# Entries supplied
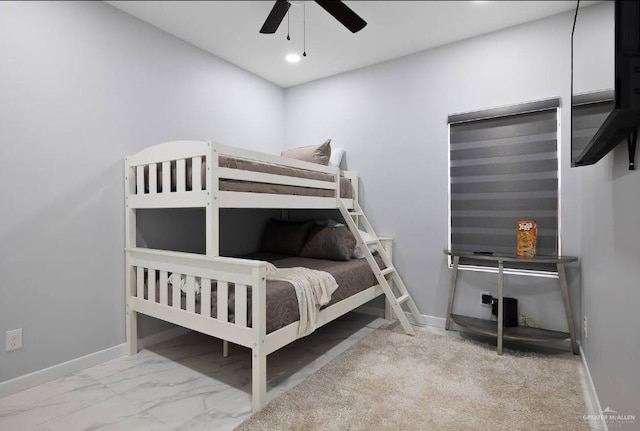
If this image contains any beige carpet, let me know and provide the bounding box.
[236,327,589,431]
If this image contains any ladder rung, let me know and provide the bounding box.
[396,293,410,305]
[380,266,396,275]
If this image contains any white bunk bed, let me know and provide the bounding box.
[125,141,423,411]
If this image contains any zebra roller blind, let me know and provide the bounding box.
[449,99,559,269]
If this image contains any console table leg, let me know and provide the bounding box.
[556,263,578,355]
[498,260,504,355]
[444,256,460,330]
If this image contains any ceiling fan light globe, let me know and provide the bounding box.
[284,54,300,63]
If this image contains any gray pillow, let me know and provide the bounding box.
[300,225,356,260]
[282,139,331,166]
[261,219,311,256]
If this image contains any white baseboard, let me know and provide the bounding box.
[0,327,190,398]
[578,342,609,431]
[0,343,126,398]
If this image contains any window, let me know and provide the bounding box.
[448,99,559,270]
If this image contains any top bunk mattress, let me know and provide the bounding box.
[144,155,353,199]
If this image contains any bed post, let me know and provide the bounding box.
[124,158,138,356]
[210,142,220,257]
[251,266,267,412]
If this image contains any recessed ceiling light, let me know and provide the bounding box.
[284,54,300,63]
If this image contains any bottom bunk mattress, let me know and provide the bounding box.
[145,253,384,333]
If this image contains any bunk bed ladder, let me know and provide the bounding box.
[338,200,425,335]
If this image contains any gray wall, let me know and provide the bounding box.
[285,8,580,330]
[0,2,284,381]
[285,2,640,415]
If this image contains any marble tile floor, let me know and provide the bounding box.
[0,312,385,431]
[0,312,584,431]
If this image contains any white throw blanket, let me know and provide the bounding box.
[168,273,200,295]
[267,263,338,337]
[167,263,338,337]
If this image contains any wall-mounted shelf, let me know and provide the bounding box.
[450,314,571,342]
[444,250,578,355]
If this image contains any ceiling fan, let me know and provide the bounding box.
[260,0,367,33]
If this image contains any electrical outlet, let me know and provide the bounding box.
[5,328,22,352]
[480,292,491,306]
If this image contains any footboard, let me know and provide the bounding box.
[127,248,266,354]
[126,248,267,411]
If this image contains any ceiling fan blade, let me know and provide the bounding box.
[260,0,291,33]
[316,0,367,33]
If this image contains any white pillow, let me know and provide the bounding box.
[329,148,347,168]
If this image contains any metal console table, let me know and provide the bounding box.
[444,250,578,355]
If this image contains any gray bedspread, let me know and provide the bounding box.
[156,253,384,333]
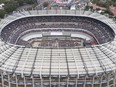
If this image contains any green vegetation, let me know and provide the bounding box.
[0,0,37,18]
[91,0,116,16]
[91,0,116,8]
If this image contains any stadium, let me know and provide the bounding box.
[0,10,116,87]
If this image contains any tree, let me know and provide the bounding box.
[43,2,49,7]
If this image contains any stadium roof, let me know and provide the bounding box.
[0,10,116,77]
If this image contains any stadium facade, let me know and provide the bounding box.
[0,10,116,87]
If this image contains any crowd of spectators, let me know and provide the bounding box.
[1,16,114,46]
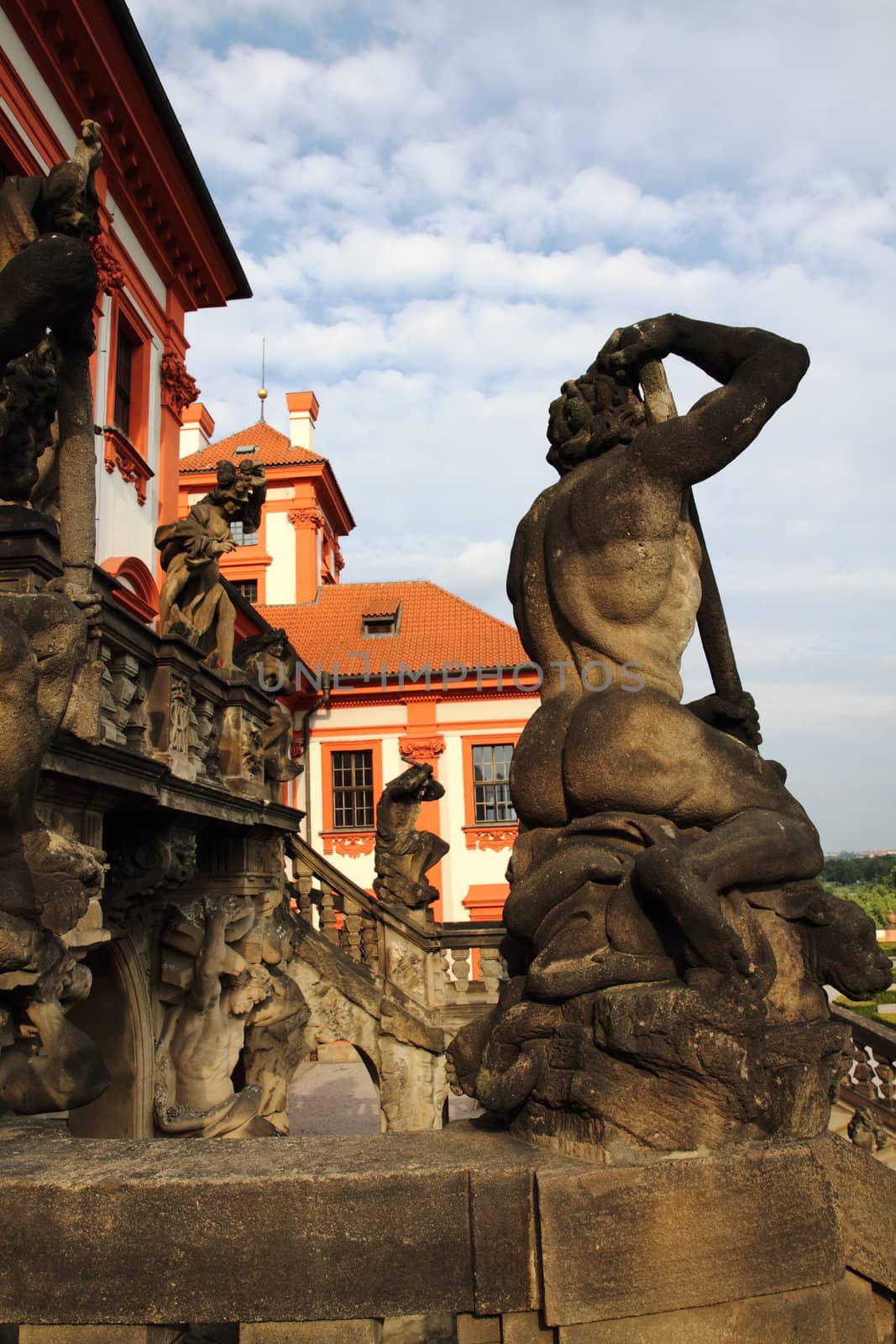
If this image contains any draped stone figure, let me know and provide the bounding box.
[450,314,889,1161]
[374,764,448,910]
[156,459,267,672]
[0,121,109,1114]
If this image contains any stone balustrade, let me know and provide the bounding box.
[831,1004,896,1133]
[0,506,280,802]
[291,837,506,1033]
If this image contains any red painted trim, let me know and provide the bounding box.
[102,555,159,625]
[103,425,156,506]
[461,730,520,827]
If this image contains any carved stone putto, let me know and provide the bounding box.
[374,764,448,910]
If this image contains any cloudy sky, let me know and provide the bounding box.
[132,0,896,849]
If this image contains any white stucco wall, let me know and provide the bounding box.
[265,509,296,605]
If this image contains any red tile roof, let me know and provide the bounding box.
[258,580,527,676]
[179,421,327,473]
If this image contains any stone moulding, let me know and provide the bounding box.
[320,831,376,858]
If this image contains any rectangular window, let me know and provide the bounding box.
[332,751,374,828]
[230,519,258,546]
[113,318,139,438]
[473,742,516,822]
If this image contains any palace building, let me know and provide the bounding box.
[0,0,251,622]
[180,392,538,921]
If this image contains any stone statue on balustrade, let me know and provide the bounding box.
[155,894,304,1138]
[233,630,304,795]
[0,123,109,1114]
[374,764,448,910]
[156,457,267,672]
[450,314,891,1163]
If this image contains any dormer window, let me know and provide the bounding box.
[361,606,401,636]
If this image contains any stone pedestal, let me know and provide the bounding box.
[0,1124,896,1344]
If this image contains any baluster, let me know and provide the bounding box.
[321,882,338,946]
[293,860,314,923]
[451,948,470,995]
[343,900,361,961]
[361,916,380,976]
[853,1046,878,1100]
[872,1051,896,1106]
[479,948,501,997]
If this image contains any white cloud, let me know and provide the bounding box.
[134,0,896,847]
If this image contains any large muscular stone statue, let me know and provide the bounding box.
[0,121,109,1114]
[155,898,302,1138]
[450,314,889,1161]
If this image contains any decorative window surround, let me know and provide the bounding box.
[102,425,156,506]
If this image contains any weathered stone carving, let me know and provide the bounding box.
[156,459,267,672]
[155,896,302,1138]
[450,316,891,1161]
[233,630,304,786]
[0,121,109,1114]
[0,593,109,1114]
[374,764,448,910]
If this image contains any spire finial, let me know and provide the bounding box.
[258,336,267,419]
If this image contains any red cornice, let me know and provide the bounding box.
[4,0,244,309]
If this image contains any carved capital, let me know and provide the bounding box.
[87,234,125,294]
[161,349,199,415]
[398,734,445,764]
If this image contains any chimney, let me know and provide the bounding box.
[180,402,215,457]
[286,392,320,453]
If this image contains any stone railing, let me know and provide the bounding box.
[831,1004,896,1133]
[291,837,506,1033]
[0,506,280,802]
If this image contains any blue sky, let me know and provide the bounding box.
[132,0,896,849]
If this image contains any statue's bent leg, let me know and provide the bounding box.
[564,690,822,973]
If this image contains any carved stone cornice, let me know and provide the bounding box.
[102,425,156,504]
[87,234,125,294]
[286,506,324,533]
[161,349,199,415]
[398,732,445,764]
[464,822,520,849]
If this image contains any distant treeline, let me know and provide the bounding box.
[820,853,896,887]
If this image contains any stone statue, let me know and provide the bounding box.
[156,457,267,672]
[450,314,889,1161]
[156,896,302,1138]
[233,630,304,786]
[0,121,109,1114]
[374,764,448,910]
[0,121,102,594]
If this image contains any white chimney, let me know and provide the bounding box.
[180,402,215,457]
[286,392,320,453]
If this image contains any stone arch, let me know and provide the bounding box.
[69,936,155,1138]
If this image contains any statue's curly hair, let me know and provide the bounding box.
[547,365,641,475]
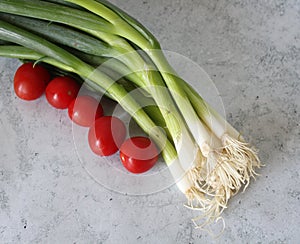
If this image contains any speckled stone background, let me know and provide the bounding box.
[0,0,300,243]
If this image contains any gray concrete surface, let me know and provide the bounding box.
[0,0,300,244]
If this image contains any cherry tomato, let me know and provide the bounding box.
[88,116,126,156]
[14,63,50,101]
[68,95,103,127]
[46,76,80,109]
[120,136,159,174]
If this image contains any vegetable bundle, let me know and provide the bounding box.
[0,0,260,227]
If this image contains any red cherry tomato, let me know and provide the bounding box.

# Aim
Reproduce all the records with every "let me know" switched to "tell me" and everything else unchanged. Omit the pictures.

# Expected answer
If this image contains any beige carpet, tell me and provide the bounding box.
[236,327,589,431]
If this image contains any ladder rung, tell me and provide the bounding box.
[396,293,410,305]
[380,266,396,275]
If this image contains any white bunk bed, tell me and provide the bounding box.
[125,141,423,411]
If this image contains any zebra roller blind, tell me and provide the bounding box.
[449,99,559,269]
If this image contains any console table leg, tell me and provide the bounding box.
[556,263,578,355]
[498,260,504,355]
[444,256,460,330]
If this image contains any ceiling fan light globe, tell me and provide the bounding box.
[284,54,300,63]
If this image contains any gray pillow, tell me and provide the bounding box.
[300,225,356,260]
[282,139,331,166]
[261,219,311,256]
If this image contains any white baseboard, tell me and provide the bounding box.
[0,327,190,398]
[578,342,609,431]
[0,343,126,398]
If this image contains any window, tell me and provide the bounding box.
[448,99,559,270]
If this image contains any top bunk mattress, tell me and provide the bounding box.
[144,155,353,199]
If this image contains any bed post, tell me and provide the bounding box.
[124,158,138,356]
[210,142,220,257]
[251,266,267,412]
If this image contains any recessed ceiling light, tell me and provide the bounding box.
[284,54,300,63]
If this image contains any bottom bunk mattress, tell me and provide the bounding box.
[145,253,384,333]
If this image contains any bunk bed ladder, tell me and provide the bounding box.
[338,200,425,335]
If this image contains any gray wall, tell me and provide the bounding box.
[285,8,580,330]
[0,2,284,381]
[285,2,640,415]
If this image contains any marble tile floor, tell me and provide the bounding box.
[0,312,385,431]
[0,312,584,431]
If this image contains any white throw blanket, tell me and provide the bounding box.
[168,273,200,295]
[267,263,338,337]
[167,263,338,337]
If this image contains any wall-mounted shelf, tell me and provide the bounding box.
[450,314,571,342]
[444,250,578,355]
If this image contains any ceiling fan, tell me and provide the bounding box.
[260,0,367,33]
If this image contains any electrical outlet, tell me and provide the bounding box.
[5,328,22,352]
[480,292,491,306]
If this image contains any footboard, tell me and provide the bounding box.
[127,248,266,354]
[126,248,267,411]
If this image contains any ceiling fan blade, tell me and provide the bounding box.
[260,0,291,33]
[316,0,367,33]
If this image contains any white pillow, tell me and provide the bounding box.
[329,148,347,168]
If this image contains any metal console table, tell me and provide the bounding box.
[444,250,578,355]
If this image contains any gray bedspread, tell me and provide the bounding box.
[156,253,384,333]
If this image contains any green vegetation, tell me and provide the bounding box.
[0,0,37,18]
[91,0,116,16]
[91,0,116,8]
If this image contains any stadium, tell me and provide the bounding box.
[0,10,116,87]
If this image contains any tree, tell me and provide the bounding box.
[43,2,49,7]
If this image contains any stadium roof, tell me and provide the bounding box.
[0,10,116,77]
If this image contains any stadium facade, tell me and provide the bounding box.
[0,10,116,87]
If this image contains any crowd of spectators, tell me and provide the bounding box.
[1,16,114,46]
If this image contains any draped stone figure, tell me and provide the bounding box.
[450,314,889,1161]
[374,764,448,910]
[156,459,267,672]
[0,121,109,1114]
If this image contains any stone balustrade, tell me and provide the bounding box.
[831,1004,896,1133]
[0,506,280,802]
[291,837,506,1033]
If this image contains any red painted trim, tell me and provide the bounding box.
[102,555,159,625]
[103,425,156,506]
[461,730,520,827]
If this image contains any carved stone putto, tell me and provide the bounding box.
[374,764,448,910]
If this image contains any cloudy sky, tell me and provide the bounding box.
[132,0,896,849]
If this image contains any white stucco wall, tell me and provide the bounding box.
[265,509,296,605]
If this image contains any red tile roof, tell me and provide the bounding box.
[258,580,527,676]
[179,421,327,473]
If this image contains any stone moulding, tell me and provide the bounding box.
[320,831,376,858]
If this image contains any rectangular window, tell me and provide the bounding box.
[332,751,374,828]
[230,519,258,546]
[113,318,139,438]
[473,742,516,822]
If this image contains any palace building, tell me and provide the bounding box.
[0,0,251,622]
[180,392,538,921]
If this image contains any stone statue on balustrade, tell me and provide the bounding box.
[155,894,304,1138]
[233,630,304,795]
[0,123,109,1114]
[374,764,448,910]
[156,457,267,672]
[450,314,891,1163]
If this image contains any dormer window, tell me and provide the bounding box.
[361,606,401,636]
If this image contains any stone pedestal, tell me and provide the bounding box.
[0,1124,896,1344]
If this image contains any baluster, tell me and provide the bounding box.
[321,882,338,946]
[293,860,314,923]
[451,948,470,995]
[343,900,361,961]
[361,916,380,976]
[853,1046,878,1100]
[872,1051,896,1106]
[479,948,501,997]
If this image contains any white cloud, tell me and provide the bounding box.
[134,0,896,847]
If this image contains any large muscular stone statue, tell me and provide the bounding box.
[0,121,109,1114]
[155,898,302,1138]
[450,314,889,1161]
If this image contains any decorative window surround, tell me and provide the bounding box.
[102,425,156,506]
If this image contains any weathered stone carving, tell me and provide the bounding box.
[156,459,267,672]
[155,896,302,1138]
[450,316,891,1161]
[233,630,304,786]
[0,121,109,1114]
[0,593,109,1114]
[374,764,448,910]
If this image contains any spire finial, tell me and provide the bounding box.
[258,336,267,419]
If this image contains any red cornice, tell me and provide the bounding box.
[4,0,244,309]
If this image contains any carved capital, tell me and provide the bounding box.
[87,234,125,294]
[161,349,199,415]
[398,734,445,764]
If this image contains any chimney, tell me and provide the bounding box.
[180,402,215,457]
[286,392,320,453]
If this image contains any stone railing, tell me and provide the bounding box.
[831,1004,896,1133]
[291,837,506,1033]
[0,506,280,802]
If this image contains any blue sky, tell me and provide the bounding box.
[132,0,896,849]
If this image contains any statue's bent leg, tell me and provide the bounding box.
[564,690,822,973]
If this image contains any carved stone cornice, tell me and provide the bounding box.
[102,425,156,504]
[87,234,125,294]
[286,506,324,533]
[161,349,199,415]
[398,732,445,764]
[464,822,520,849]
If this image contains any distant treeline, tell me and provide the bounding box.
[820,853,896,887]
If this image contains any stone statue, tell me and provide the bounding box.
[156,457,267,672]
[450,314,889,1161]
[156,896,302,1138]
[233,630,304,786]
[0,121,109,1114]
[374,764,448,910]
[0,121,102,594]
If this image contains any white chimney, tell me and provide the bounding box.
[180,402,215,457]
[286,392,320,453]
If this image contains any stone arch, tell me and provide the bounding box.
[69,936,155,1138]
If this image contains any statue's curly hair, tell me and provide the bounding box.
[547,365,641,475]
If this image contains any speckled stone background, tell me and provide the bounding box.
[0,0,300,243]
If this image contains any gray concrete surface, tell me and provide the bounding box.
[0,0,300,244]
If this image contains any cherry tomato, tell me and provide the bounding box.
[88,116,126,156]
[14,63,50,101]
[68,95,103,127]
[46,76,80,109]
[120,136,159,174]
If this image contains any vegetable bundle, tell me and provide the bounding box.
[0,0,260,227]
If this image contains any red cherry tomato, tell me and provide the bounding box.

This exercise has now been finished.